What this task involves:
Filter out all lines without the word "bucket" from the data below, please, and copy the rest.

⁂

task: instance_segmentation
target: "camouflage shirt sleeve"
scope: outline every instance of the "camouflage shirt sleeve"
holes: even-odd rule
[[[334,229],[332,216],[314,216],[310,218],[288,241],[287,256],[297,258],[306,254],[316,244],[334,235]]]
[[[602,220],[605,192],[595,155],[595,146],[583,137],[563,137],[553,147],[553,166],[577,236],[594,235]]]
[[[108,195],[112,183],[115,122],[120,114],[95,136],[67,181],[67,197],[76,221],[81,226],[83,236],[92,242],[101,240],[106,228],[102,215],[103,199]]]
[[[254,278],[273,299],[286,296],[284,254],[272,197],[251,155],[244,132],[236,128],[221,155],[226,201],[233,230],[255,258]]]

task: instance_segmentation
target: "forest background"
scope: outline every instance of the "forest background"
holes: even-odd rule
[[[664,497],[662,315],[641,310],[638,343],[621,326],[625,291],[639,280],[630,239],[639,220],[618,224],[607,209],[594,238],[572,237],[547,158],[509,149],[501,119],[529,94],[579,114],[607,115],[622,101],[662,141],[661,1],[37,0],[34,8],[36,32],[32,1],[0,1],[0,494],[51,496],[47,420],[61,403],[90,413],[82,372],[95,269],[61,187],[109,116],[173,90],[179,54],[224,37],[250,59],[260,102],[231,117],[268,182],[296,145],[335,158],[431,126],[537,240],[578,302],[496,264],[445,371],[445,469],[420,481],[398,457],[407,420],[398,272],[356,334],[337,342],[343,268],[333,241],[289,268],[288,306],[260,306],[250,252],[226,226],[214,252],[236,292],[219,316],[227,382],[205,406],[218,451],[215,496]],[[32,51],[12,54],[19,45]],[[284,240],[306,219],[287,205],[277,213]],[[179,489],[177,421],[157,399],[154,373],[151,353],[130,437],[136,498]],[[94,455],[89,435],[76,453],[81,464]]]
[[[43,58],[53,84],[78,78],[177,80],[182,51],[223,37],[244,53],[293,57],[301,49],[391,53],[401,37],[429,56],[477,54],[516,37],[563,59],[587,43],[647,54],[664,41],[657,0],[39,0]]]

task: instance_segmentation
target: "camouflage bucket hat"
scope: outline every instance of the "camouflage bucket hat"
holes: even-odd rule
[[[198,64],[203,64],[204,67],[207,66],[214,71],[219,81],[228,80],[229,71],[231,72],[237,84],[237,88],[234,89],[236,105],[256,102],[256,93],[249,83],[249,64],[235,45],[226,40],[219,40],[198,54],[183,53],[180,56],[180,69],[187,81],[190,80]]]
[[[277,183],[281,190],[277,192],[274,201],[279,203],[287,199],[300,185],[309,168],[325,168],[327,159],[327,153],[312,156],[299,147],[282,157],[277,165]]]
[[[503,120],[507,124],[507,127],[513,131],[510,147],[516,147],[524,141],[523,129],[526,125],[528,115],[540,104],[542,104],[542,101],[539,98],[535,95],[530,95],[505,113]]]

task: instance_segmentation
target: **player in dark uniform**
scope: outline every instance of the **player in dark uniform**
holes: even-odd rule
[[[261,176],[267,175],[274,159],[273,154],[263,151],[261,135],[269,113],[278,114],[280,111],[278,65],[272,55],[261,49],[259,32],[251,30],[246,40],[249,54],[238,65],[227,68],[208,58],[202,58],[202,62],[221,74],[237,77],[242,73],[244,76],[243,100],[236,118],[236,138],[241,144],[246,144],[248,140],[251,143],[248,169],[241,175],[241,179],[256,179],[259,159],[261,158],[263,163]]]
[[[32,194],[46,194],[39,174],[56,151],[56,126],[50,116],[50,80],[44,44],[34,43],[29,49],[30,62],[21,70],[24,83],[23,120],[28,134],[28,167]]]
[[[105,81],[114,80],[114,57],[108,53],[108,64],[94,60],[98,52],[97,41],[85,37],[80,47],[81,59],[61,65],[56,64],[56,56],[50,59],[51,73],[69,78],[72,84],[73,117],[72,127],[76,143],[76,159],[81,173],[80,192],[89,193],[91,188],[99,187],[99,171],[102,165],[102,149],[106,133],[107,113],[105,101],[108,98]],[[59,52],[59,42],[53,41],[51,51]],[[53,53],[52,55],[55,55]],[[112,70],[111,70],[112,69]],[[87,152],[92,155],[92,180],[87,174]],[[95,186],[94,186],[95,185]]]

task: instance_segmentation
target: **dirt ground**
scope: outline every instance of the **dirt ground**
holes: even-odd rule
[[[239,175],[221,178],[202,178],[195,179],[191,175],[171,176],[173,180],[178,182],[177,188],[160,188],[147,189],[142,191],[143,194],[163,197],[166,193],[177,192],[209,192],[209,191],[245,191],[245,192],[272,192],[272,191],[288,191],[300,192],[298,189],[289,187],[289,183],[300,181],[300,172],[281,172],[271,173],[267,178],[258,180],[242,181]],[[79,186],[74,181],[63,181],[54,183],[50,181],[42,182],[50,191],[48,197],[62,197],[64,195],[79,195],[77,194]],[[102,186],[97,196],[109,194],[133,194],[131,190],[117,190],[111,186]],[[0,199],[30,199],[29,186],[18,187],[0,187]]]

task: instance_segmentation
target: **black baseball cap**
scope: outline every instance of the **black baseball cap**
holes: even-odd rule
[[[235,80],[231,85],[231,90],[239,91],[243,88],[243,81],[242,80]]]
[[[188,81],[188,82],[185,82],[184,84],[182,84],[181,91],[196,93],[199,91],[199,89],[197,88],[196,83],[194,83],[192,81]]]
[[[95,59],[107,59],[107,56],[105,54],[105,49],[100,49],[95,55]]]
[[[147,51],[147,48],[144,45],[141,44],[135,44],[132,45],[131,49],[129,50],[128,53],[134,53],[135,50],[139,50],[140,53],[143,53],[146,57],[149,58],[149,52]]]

⁂

Task answer:
target: "camouflage bucket hat"
scope: outline every instance of the "camouflage bucket hat"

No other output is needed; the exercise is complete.